**PASSAGE:**
I am seeing some odd behavior with BAM file import from FTP staging directory where ownership of imported file is retained instead of being changed to galaxy system user account.
I should note that our site is not using galaxy specific FTP server configuration, but instead we have configured a directory namespace where cluster users can drop-off files using scp, sftp or even fetch using wget. The galaxy system account can access these files and hence it can import them into it's datasets staging directory using 'FTP' upload mechanism. We have been using this configuration for about a year now with ~ 15,000 files deposited using it.
There have been few instances (22) where file ownership didn't change to galaxy system account after a file was imported into the galaxy. Normally when a file is imported from FTP directory to Galaxy's datasets staging directory, it's inode entry and ownership is changed. In these twenty-two cases, which appear to be specific with BAM files, the inode entry and ownership didn't change, but the file name is in galaxy's datase_nnnnn.dat format and file contents/size are legit. So it seems for 'successful' import operations the file is copied to galaxy space (ownership and inode changed) and for 'unsuccessful' import operations file is moved to galaxy space.

**EXERCISE A:**
Output the listing unchanged, from its first line through the line containing "220L280 217L281 214L281", with both of those lines included.

**DATA ENTRIES:**
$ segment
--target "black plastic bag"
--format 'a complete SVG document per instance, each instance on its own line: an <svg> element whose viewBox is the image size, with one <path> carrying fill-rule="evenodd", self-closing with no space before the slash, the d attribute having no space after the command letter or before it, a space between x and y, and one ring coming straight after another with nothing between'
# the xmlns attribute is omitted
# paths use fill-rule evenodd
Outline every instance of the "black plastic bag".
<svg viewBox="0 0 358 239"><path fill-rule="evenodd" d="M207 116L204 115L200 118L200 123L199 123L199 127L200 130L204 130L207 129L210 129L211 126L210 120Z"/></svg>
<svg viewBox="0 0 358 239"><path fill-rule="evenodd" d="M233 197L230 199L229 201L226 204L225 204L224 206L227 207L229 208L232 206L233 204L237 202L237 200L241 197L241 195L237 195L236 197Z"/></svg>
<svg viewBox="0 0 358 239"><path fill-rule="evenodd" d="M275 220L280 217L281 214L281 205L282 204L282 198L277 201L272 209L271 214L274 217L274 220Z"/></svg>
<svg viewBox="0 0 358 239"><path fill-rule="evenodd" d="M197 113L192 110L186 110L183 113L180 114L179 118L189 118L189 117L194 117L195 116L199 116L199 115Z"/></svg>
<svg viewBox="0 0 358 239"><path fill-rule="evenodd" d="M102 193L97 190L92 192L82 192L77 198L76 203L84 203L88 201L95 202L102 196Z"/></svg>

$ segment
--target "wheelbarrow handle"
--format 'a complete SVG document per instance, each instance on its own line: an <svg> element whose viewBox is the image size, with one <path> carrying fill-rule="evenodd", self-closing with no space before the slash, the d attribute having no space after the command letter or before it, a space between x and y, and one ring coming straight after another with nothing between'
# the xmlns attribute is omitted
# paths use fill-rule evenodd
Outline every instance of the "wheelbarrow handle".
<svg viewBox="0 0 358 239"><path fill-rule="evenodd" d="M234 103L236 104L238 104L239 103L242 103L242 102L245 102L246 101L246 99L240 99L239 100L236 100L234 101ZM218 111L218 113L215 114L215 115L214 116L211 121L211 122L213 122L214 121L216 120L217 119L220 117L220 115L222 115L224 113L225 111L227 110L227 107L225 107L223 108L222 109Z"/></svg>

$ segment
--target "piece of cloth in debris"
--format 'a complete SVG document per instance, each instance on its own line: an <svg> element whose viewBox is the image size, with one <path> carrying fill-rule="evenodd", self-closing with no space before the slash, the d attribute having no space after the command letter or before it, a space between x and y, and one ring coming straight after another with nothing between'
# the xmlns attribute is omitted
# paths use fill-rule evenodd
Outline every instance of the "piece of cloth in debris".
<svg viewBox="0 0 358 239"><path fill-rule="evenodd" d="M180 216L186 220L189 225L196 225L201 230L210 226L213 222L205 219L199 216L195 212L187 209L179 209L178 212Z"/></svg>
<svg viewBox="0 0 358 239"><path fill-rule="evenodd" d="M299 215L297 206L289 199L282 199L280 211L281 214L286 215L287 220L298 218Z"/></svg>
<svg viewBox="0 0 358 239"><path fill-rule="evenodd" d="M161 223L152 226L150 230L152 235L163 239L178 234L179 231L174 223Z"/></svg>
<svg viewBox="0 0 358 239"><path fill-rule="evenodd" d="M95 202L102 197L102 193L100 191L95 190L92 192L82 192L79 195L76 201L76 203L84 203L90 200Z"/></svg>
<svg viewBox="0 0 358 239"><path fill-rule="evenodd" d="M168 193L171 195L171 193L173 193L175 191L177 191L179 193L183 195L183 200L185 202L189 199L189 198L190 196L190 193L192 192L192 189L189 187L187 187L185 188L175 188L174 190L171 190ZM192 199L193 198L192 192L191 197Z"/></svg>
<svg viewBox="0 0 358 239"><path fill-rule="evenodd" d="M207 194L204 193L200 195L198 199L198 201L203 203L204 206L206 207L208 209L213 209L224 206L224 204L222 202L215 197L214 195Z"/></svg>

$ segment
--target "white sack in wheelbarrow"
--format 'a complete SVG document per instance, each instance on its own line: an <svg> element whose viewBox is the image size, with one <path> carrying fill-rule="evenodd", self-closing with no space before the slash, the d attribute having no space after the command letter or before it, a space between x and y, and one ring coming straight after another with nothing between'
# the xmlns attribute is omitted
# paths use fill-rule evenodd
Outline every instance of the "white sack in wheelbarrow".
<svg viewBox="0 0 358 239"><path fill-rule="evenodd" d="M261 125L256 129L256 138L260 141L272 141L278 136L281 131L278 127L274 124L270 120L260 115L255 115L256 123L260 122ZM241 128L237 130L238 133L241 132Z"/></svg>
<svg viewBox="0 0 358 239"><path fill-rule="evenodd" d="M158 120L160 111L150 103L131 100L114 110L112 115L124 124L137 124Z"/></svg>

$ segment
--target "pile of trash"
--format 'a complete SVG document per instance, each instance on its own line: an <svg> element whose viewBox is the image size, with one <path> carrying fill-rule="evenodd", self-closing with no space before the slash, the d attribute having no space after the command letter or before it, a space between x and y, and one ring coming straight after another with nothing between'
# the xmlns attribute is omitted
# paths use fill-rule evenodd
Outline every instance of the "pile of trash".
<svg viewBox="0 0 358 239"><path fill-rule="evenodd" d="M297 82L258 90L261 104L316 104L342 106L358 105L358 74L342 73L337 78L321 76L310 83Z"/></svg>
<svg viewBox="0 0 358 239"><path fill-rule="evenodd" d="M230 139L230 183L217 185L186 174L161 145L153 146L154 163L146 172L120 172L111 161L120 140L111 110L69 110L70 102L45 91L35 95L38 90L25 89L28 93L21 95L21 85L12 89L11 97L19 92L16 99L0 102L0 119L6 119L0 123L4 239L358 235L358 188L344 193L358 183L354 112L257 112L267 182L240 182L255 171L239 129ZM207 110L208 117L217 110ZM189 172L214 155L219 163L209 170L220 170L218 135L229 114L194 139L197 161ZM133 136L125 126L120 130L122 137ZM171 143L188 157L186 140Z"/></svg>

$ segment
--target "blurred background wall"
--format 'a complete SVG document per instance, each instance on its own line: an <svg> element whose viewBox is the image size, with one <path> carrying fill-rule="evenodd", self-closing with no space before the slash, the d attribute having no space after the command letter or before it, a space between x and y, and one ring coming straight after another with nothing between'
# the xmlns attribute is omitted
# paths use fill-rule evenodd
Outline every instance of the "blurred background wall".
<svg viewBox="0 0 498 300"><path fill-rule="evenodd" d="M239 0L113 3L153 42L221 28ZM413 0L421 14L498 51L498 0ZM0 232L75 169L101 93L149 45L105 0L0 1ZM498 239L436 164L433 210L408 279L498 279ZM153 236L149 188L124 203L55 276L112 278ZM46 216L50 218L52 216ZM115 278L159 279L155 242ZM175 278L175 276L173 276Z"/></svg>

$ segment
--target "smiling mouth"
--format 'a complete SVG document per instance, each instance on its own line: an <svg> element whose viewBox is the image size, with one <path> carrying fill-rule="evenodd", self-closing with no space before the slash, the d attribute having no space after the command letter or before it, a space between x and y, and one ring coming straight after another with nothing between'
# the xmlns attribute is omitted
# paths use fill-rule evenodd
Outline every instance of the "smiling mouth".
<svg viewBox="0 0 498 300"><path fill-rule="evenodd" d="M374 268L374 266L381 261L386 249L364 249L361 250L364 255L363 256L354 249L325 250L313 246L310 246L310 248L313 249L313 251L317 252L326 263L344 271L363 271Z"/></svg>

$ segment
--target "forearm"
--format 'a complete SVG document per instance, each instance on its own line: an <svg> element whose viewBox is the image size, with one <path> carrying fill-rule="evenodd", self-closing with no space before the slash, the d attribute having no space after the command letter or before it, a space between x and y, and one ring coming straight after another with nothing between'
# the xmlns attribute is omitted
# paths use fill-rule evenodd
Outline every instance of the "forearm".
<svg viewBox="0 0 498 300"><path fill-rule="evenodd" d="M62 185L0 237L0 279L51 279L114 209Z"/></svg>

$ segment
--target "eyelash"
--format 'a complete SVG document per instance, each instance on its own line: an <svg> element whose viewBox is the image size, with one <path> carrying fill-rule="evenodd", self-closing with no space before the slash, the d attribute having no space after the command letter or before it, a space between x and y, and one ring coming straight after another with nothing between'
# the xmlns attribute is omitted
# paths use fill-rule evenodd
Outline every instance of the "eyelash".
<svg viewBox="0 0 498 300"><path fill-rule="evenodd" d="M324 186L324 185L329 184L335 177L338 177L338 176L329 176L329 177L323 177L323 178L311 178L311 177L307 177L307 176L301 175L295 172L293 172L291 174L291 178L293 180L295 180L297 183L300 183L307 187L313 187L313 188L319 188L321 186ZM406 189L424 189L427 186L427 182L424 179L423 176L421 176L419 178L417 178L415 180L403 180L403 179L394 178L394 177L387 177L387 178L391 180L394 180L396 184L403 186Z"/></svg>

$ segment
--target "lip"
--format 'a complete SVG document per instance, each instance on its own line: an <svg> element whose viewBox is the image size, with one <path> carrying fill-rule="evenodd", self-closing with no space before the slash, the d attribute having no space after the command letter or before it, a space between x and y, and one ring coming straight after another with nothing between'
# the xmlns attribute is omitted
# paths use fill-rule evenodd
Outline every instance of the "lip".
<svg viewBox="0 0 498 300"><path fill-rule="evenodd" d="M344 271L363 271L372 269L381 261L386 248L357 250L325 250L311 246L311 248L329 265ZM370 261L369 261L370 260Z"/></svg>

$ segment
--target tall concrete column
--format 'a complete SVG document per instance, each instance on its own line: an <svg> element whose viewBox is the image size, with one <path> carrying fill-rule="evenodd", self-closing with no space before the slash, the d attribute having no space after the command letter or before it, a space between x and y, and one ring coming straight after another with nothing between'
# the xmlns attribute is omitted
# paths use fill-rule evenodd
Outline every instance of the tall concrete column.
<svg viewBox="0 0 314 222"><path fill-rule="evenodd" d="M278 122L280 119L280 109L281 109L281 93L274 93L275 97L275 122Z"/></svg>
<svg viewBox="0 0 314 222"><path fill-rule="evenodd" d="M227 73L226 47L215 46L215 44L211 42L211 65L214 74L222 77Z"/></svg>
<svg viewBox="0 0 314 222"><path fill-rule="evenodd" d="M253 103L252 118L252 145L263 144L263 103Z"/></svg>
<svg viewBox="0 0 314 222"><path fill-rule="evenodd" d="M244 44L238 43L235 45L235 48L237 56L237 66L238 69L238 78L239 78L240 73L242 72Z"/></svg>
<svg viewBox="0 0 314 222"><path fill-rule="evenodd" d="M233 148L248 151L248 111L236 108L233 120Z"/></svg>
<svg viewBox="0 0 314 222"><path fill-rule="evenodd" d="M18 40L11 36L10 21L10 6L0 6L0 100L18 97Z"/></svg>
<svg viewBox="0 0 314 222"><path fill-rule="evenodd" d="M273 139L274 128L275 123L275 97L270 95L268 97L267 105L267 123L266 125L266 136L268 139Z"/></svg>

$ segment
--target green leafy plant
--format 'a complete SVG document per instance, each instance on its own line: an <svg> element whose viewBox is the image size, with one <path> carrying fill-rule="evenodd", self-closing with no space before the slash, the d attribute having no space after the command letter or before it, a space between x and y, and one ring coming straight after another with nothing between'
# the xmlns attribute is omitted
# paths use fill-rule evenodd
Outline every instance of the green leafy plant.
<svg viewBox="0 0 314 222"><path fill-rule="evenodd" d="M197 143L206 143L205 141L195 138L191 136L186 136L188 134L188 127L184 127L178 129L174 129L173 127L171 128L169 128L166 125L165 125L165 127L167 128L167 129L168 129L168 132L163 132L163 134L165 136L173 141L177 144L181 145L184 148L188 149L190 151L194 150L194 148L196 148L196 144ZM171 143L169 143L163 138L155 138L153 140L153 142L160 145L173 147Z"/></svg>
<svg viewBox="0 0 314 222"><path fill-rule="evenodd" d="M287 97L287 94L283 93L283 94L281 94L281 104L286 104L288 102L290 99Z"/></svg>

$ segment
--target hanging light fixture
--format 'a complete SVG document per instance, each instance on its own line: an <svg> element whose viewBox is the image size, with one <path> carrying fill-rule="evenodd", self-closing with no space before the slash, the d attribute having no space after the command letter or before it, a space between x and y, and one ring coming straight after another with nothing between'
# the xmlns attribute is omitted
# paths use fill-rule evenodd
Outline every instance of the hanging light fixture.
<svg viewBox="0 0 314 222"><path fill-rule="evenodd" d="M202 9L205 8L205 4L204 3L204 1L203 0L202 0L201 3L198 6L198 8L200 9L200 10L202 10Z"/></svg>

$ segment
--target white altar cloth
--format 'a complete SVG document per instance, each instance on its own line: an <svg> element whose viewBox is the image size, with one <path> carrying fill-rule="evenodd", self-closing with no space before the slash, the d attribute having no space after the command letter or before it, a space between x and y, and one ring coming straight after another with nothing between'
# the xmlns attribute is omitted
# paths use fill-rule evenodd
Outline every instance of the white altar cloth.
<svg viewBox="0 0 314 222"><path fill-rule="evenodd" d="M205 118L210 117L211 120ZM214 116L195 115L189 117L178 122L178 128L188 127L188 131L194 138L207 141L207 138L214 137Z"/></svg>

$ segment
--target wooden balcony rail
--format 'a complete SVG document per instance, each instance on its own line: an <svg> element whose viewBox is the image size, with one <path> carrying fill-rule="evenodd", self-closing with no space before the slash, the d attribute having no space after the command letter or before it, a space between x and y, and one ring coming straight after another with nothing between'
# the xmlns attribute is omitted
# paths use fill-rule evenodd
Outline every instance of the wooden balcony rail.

**EXERCISE B:**
Pick up the post on BAM file ownership after FTP staging imports, starting right after its final sentence.

**TASK RESULT A:**
$ segment
--target "black plastic bag"
--format 'a complete SVG document per instance, each instance on its own line: an <svg> element whose viewBox is the image size, with one <path> carrying fill-rule="evenodd", self-closing with no space before the slash, the d attribute having no space after the command letter or before it, a space between x and y, and one ring coming straight after another with nothing between'
# the xmlns attribute is omitted
# paths use fill-rule evenodd
Outline every instance of the "black plastic bag".
<svg viewBox="0 0 358 239"><path fill-rule="evenodd" d="M207 116L204 115L200 118L200 123L199 123L199 127L200 130L204 130L207 129L210 129L211 126L210 120Z"/></svg>
<svg viewBox="0 0 358 239"><path fill-rule="evenodd" d="M233 197L230 199L229 201L226 204L225 204L224 206L227 207L229 208L232 206L233 204L237 202L237 200L241 197L241 195L237 195L236 197Z"/></svg>
<svg viewBox="0 0 358 239"><path fill-rule="evenodd" d="M275 220L280 217L281 214L281 205L282 204L282 198L277 201L272 209L271 214L274 217L274 220Z"/></svg>

**TASK RESULT B:**
I was wondering if someone could help me in understanding the upload tool operation, so that I can get better sense of underlying file ownership issues. I have seen it happening for a file where it had exactly same permissions/ACLs, as the file which was successfully imported. So are there any other factors that might be preventing file ownership/inode changes? Does galaxy have a different import mechanisms according to file type?
We are using galaxy-dist revision 40f1816d6857 (will be updated soon!). This issue has happened even before this dist version was in place. Any pointers for debugging will be really helpful.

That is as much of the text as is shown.